-- start Excerpted data --
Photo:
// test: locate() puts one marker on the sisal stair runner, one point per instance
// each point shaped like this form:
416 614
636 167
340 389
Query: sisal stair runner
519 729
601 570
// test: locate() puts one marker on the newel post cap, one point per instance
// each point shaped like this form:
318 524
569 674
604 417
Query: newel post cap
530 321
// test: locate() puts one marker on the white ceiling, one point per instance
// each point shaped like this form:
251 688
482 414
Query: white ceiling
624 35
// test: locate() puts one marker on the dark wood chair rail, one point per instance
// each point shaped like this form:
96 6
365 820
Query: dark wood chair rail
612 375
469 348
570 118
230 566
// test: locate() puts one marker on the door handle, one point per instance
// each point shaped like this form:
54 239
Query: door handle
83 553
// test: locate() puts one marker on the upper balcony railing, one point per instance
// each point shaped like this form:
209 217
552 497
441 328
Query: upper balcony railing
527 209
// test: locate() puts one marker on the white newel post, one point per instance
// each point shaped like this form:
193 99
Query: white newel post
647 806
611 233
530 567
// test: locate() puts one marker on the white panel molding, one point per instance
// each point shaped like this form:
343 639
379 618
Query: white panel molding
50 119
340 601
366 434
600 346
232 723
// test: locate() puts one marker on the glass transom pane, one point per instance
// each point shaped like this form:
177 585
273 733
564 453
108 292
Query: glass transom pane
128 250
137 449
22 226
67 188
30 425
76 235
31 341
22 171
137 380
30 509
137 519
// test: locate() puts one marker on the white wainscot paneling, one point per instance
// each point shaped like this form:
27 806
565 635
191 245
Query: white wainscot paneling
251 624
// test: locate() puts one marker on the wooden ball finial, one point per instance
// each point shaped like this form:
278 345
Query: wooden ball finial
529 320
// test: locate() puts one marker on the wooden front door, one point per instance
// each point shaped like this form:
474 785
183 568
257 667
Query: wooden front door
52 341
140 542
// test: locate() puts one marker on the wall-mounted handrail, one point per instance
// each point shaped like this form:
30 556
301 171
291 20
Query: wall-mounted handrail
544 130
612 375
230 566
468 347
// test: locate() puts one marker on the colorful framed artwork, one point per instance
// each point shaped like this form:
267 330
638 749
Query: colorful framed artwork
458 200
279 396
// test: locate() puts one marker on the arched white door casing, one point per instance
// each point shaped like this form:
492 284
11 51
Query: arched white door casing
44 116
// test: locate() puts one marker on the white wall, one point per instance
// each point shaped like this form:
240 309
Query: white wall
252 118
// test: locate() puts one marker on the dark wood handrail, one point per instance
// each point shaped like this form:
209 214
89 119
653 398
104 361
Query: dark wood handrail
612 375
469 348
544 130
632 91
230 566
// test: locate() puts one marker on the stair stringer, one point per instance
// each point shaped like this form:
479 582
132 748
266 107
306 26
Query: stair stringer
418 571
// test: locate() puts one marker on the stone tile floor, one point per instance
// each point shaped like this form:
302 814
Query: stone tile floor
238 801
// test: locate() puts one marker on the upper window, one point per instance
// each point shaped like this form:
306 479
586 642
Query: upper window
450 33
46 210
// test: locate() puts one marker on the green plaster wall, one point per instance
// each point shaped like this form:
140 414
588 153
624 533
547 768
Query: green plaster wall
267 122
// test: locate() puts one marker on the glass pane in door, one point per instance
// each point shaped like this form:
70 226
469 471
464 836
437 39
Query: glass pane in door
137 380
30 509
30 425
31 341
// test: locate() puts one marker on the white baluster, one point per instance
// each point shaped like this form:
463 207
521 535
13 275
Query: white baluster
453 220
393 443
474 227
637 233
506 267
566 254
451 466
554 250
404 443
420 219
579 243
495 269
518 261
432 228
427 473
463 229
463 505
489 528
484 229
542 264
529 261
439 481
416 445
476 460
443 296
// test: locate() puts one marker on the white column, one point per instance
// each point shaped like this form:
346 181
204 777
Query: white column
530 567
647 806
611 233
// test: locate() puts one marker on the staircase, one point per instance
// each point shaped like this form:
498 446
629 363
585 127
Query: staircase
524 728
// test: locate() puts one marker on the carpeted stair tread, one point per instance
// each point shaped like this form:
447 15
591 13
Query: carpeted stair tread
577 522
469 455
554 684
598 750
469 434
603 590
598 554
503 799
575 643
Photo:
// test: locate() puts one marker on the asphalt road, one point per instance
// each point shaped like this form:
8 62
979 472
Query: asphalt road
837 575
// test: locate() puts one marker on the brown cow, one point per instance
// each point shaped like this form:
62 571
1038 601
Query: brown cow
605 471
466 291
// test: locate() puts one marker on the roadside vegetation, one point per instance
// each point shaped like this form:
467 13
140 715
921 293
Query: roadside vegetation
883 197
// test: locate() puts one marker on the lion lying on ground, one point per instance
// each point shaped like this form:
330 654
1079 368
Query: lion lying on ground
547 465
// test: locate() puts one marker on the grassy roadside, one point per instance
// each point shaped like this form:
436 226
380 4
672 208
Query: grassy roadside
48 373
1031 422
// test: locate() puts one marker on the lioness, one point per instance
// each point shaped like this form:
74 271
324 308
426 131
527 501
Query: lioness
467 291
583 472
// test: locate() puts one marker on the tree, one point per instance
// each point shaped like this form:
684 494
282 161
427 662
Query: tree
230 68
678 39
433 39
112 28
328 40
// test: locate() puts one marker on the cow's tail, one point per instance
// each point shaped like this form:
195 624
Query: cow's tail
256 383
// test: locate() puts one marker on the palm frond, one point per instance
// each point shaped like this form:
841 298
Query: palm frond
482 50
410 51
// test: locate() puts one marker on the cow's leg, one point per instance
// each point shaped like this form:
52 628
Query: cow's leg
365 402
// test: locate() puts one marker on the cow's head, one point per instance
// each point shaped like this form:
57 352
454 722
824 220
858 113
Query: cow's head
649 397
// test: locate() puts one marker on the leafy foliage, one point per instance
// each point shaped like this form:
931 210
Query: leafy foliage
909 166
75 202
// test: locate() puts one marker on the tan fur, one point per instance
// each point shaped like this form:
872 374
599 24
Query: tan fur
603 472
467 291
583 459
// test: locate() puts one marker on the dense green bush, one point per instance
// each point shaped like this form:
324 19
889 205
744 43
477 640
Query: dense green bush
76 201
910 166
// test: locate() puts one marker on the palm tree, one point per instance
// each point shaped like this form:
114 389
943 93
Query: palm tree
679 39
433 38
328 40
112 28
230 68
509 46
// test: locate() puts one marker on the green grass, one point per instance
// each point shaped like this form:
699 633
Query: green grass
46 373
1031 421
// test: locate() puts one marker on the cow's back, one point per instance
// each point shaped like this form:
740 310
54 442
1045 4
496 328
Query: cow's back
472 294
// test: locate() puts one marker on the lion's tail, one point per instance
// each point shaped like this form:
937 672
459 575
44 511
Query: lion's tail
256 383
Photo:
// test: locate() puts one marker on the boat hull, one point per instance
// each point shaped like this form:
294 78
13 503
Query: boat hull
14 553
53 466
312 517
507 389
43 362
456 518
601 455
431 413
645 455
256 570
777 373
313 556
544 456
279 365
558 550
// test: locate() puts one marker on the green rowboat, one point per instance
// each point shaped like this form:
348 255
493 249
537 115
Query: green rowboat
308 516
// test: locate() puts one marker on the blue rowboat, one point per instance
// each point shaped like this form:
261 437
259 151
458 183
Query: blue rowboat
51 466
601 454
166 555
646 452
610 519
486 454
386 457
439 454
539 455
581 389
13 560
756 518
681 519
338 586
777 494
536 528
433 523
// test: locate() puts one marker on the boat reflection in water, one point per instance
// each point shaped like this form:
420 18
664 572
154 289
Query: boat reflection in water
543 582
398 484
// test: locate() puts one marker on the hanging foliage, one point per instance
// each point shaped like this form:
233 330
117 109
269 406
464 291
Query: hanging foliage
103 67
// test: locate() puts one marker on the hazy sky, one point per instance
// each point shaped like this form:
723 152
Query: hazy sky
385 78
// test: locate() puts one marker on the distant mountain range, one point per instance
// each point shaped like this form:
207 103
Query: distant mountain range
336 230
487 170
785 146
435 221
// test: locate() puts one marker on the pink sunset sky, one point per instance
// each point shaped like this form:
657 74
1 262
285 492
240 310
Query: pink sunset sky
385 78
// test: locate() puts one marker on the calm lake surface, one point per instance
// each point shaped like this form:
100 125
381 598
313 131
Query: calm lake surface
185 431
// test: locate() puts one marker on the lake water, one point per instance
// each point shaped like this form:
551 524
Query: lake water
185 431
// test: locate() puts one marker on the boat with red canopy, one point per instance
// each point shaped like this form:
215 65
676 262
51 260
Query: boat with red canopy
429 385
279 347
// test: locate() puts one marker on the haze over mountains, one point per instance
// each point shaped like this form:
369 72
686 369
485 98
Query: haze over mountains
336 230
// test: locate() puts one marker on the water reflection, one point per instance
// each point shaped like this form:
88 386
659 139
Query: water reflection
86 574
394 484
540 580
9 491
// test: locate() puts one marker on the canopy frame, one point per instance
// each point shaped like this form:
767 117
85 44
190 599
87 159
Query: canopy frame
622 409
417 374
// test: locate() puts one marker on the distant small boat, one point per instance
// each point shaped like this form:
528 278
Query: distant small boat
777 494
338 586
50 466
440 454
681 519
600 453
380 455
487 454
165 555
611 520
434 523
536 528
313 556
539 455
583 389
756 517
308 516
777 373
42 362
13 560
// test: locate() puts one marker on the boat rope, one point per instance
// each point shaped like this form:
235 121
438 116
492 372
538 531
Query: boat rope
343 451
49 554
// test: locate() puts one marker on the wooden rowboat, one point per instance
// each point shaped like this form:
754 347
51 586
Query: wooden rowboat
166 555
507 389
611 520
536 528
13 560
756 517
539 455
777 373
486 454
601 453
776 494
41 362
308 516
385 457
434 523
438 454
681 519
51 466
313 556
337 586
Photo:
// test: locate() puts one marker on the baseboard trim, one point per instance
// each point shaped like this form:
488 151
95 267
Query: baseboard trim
-- end Excerpted data --
- _Problem details_: Take the line that contains "mountains, one point per instance" and each line after it down to the last of the records, and retype them exactly; add nothing else.

- _Response_:
// test: locate() puts one marker on the haze over mountains, one point per instance
// each point shaped like this form:
369 72
686 369
485 98
Query: haze over mountains
336 230
// test: locate() puts one marker on the water reflection, one point per instance
// each point shaped like this form:
88 386
659 139
Query: water reflection
86 574
394 484
540 580
9 491
// test: locate() puts one marker on the canopy frame, one point per instance
// each point shaped like this form:
767 117
85 44
190 599
87 159
Query: canopy frame
622 409
417 374
// test: locate() puts one marker on the distant small boat, one point per instance
// each point shaped like this form:
528 278
Query: distant small boat
777 494
338 586
50 466
440 454
681 519
600 453
380 455
487 454
165 555
611 520
434 523
536 528
313 556
539 455
583 389
756 517
308 516
777 373
42 362
13 560
// test: locate() puts one marker on the boat rope, one point per instance
// each point shaped like this form:
235 121
438 116
492 372
538 531
Query: boat rope
343 451
49 554
// test: locate() puts one marker on the wooden rowboat, one point per instance
// each point shaped like this form:
754 347
51 586
Query: wooden rowboat
166 555
507 389
611 520
536 528
13 560
756 517
539 455
777 373
486 454
601 453
776 494
41 362
308 516
385 457
434 523
438 454
681 519
51 466
313 556
337 586
Photo:
// test: locate() puts one marker on the baseboard trim, one point per instance
// each point shaped like this form:
488 151
95 267
Query: baseboard trim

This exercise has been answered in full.